Dataset items

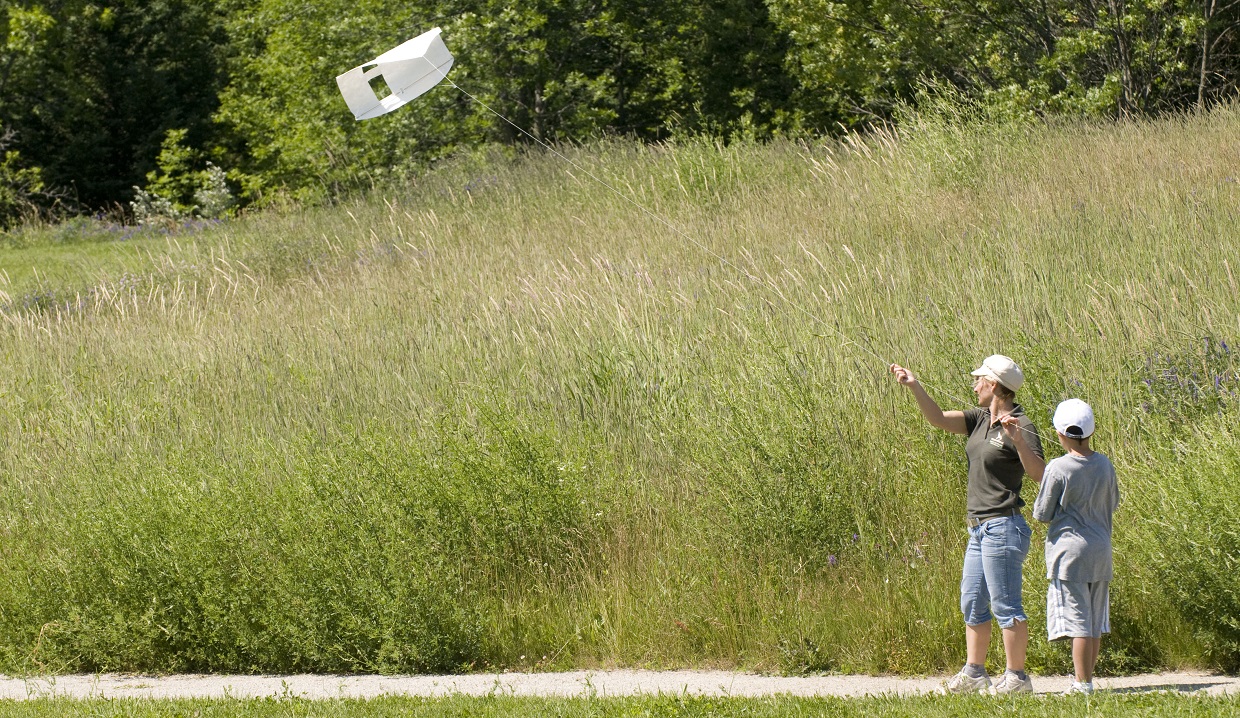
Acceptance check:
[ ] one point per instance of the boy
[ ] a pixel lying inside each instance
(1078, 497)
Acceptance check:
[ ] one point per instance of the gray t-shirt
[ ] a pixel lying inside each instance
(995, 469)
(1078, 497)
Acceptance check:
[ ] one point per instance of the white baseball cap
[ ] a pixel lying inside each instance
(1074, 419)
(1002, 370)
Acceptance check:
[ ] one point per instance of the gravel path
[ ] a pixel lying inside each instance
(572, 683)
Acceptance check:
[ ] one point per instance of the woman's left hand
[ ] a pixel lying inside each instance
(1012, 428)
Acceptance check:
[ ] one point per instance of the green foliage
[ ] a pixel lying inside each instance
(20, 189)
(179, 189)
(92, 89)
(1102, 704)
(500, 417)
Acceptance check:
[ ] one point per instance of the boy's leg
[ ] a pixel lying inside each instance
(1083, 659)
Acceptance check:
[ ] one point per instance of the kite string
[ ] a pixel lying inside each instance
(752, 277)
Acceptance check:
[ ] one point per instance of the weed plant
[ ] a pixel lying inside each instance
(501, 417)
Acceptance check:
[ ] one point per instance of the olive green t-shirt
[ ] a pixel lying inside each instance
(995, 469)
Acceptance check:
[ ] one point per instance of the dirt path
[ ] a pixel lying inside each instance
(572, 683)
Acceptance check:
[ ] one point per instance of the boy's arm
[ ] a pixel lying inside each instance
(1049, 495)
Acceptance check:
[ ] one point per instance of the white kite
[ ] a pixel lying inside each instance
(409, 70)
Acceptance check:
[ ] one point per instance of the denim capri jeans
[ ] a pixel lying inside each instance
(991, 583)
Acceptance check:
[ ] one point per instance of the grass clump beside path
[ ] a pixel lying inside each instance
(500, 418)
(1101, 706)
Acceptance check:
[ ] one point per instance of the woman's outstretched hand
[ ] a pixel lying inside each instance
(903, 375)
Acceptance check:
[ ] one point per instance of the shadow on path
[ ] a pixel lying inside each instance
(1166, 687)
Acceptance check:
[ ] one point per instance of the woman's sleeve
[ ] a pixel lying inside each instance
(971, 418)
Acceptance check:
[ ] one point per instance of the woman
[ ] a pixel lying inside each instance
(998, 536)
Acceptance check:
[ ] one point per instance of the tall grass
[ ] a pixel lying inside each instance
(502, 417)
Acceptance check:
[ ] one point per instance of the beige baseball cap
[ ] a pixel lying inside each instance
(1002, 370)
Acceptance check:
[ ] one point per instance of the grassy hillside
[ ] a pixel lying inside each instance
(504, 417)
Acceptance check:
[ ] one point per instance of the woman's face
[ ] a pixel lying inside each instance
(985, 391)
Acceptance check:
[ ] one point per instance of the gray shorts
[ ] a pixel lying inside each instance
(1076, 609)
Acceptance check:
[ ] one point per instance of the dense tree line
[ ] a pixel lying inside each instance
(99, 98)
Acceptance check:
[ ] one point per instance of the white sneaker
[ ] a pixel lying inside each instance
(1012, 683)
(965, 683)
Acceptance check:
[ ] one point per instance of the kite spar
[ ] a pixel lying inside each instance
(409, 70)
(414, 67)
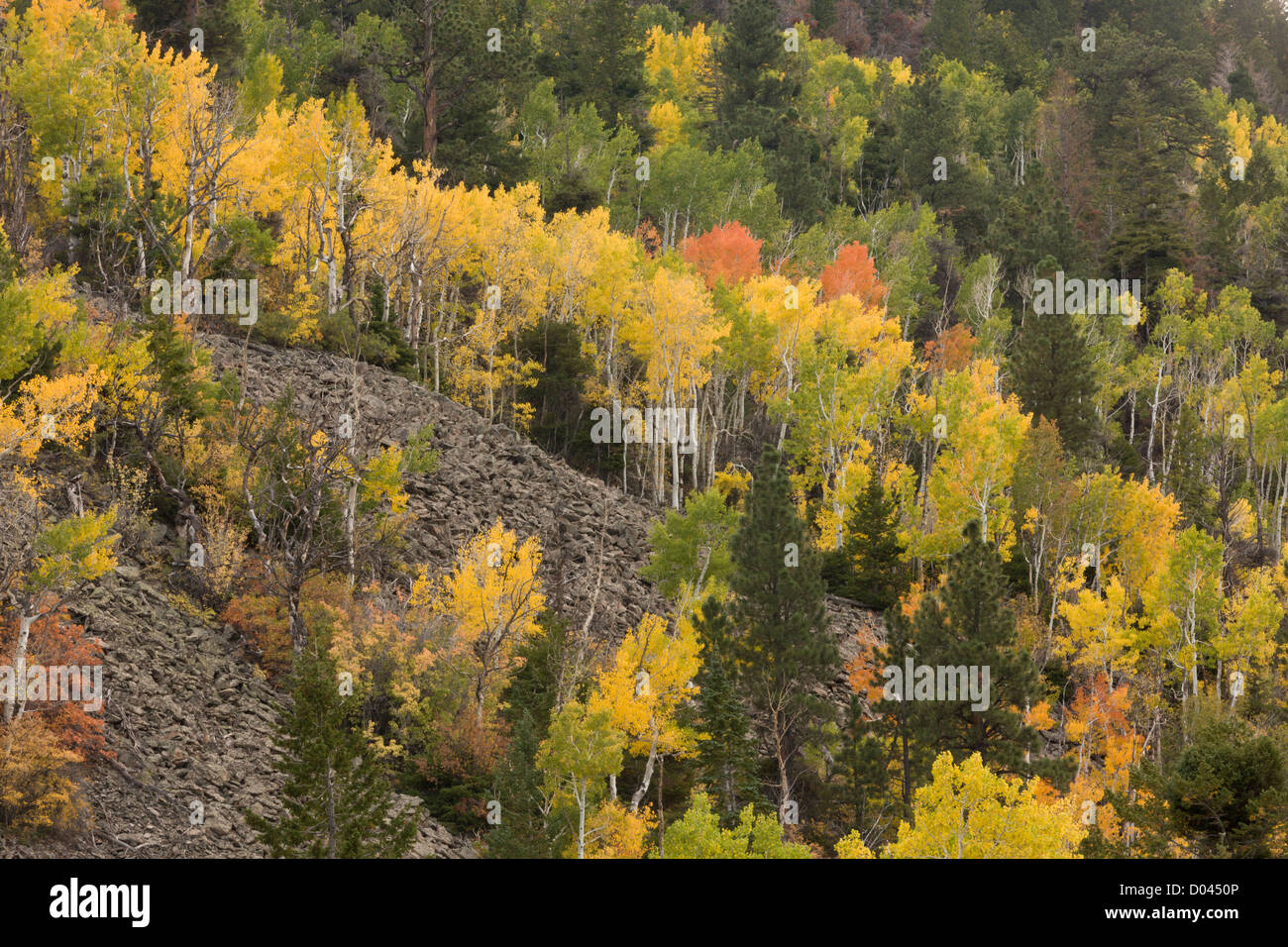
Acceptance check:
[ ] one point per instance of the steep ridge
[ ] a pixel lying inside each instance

Problem to solve
Transcribe every entry word for word, but omit the pictures.

Task result
Acceptance check:
[ ] one point per instance of the boy
[ ] a pixel lying inside each instance
(1078, 497)
Acceptance check:
[ ] one point per instance of the gray t-shirt
[ ] a pixel lying inside each instance
(995, 469)
(1078, 497)
Acceptance check:
[ ] one point per instance of the white baseball cap
[ ] a pixel lying inside each instance
(1074, 419)
(1002, 370)
Acceptance check:
[ ] one point per instance of the gravel path
[ ] a pixel lying inside each instance
(572, 683)
Acceptance check:
[ ] one point per instance of the woman's left hand
[ ] a pixel lying inside each instance
(1012, 428)
Acceptance check:
[ ] one point per instance of the green foliage
[ ] a pixel lying inside each instance
(20, 189)
(179, 189)
(92, 89)
(1102, 704)
(500, 417)
Acceptance check:
[ ] one point per instance of the boy's leg
[ ] a pixel lying inside each instance
(1083, 659)
Acceptance check:
[ ] one point per instance of the kite string
[ ] a pixel lying inside each instance
(752, 277)
Acceptance check:
[ ] one point per instance of the weed plant
[ ] a pixel lying inside each instance
(501, 417)
Acceptance check:
[ ] one point per instance of the olive green t-shirt
[ ] a pixel lying inside each instance
(995, 469)
Acceptance check:
[ ] one point per instance of the dirt path
[ ] a pixel lying inside each instance
(572, 683)
Acceptance check:
[ ] one point per instance of the boy's arm
[ ] a pixel lying inside each instance
(1049, 495)
Acceptance check:
[ ] one point per instance of the white kite
[ ] a pixel lying inside each instance
(409, 70)
Acceptance check:
[ ] one point per instance of the denim capri jeans
[ ] a pixel lying inside each instance
(991, 583)
Acceptance check:
[ ] one point per instance of the grass clump beside path
[ ] a pixel lying inside each instance
(500, 418)
(1101, 706)
Acceptance check:
[ ] one point per instance of the woman's outstretched hand
[ ] a pixel lying inside each instance
(903, 375)
Acceptance check:
[ ] one point per instance of the shadow on path
[ ] a pixel lying inside each instance
(1166, 687)
Acceptance check:
[ ] one point per instance of the woman's sleeve
[ ] a pixel lying inside each instance
(971, 418)
Acceptance check:
[ ] one point per instance of the woman
[ ] a pixel lying inside each instance
(998, 536)
Acceptance check:
[ ] one point per instance of the tall grass
[ ] a pixel lying inside each instance
(502, 417)
Acceptance check:
[ ] one point per instance of the beige baseball cap
[ ] a pixel lying inside each instance
(1002, 370)
Acceptance check:
[ ] one point per instance of the grassy hillside
[ ] a pixel lying inside each instance
(504, 417)
Acceptance check:
[ ] one point per instance of the woman's face
[ ] a pixel lying inside each instance
(985, 391)
Acceptance check:
[ ] one point per instance of the gray shorts
[ ] a pixel lying inside each instance
(1076, 609)
Acceptance check:
[ ] one point per instance of the dense tree line
[ ] a pixel lying inside each instance
(99, 98)
Acceptance check:
[ ] one point per instance of the white sneaker
[ ] a pixel lying inside each instance
(1012, 683)
(965, 683)
Acceptance check:
[ ] one point per instance of the kite spar
[ ] a pixel lying inside each instance
(409, 70)
(414, 67)
Acceptance check:
[ ] one point per instance of the steep ridge
[ ] a pixel lying inside each instance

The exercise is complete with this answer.